___ DATA SHOWN

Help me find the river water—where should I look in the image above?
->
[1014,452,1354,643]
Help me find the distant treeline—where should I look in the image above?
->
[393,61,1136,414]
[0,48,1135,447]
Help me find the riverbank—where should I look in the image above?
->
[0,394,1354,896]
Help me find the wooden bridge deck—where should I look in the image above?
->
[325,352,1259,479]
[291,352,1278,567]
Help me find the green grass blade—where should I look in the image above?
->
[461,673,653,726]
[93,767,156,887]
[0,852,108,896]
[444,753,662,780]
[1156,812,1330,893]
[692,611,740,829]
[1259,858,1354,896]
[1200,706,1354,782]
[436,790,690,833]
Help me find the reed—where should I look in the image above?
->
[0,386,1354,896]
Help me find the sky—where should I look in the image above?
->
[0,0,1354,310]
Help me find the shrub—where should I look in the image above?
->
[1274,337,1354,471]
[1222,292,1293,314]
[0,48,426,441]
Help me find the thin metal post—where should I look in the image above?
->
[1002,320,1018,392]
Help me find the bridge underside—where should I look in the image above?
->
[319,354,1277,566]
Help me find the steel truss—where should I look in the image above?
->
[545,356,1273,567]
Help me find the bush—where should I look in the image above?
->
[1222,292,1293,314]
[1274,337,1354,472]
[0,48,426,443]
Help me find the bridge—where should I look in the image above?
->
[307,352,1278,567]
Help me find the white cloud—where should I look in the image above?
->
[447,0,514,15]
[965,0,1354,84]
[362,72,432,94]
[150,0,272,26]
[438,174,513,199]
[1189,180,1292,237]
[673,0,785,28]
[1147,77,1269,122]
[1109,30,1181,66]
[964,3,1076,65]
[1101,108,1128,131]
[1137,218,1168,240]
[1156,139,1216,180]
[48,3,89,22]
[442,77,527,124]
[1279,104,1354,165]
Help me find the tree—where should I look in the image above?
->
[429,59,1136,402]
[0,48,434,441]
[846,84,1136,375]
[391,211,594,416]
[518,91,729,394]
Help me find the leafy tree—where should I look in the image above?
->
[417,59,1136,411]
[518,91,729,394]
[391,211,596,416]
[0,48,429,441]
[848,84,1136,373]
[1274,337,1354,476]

______

> [EXERCISE AIM]: Write out all of the entries above again, switching "Help me find" to "Point me to" and keeping everything else the same.

> [IN RESPONSE]:
Point me to the river water—where should I look in the image above?
->
[1014,452,1354,643]
Point me to the distant treeline—where should I look in the image above?
->
[393,61,1136,414]
[0,48,1135,447]
Point me to the riverbank—where should I look in the image above?
->
[0,394,1354,896]
Point me to the wooden bridge deck—where should I look in the image above?
->
[325,352,1259,479]
[291,352,1278,567]
Point me to the green grass blade—where should I look in the image above?
->
[461,673,653,726]
[93,767,156,887]
[0,852,108,896]
[444,753,662,780]
[1156,812,1330,893]
[692,611,740,829]
[1259,858,1354,896]
[1200,706,1354,782]
[436,790,690,833]
Point me to the reed—where should I look in the image above?
->
[0,386,1354,896]
Point me to the sky—where should I look in the image above?
->
[0,0,1354,310]
Point me to the shrub—where should I look in the image above?
->
[1274,337,1354,471]
[1222,292,1293,314]
[0,48,426,441]
Point me to the thin metal post—where should I look in the image above?
->
[1002,320,1018,392]
Point me to the bridge underside—where should I look in the image above?
->
[319,354,1277,566]
Point me to the steel truss—where should I look in the image above?
->
[545,356,1273,567]
Point me to the bush—where should I look in the image above?
->
[1222,292,1293,314]
[1274,337,1354,472]
[0,48,426,443]
Point me to the bridge—where should I look in the image above?
->
[307,352,1278,567]
Point me to the white cloud—where should I look in the image above?
->
[447,0,514,15]
[965,0,1354,84]
[362,72,432,94]
[150,0,272,26]
[438,174,513,199]
[1189,180,1292,237]
[673,0,785,28]
[1147,77,1269,122]
[1109,30,1181,66]
[964,3,1076,65]
[1101,108,1128,131]
[1137,218,1168,240]
[1156,139,1216,180]
[48,3,89,22]
[442,77,527,124]
[1279,104,1354,165]
Point me to the tree—where should I look in the image above?
->
[429,59,1136,402]
[0,48,434,441]
[846,84,1136,375]
[391,211,594,416]
[518,91,729,394]
Point me to the leafy tree—where should I look in the image above?
->
[417,59,1136,411]
[518,91,729,394]
[391,211,596,416]
[0,48,429,441]
[848,84,1136,373]
[1274,337,1354,476]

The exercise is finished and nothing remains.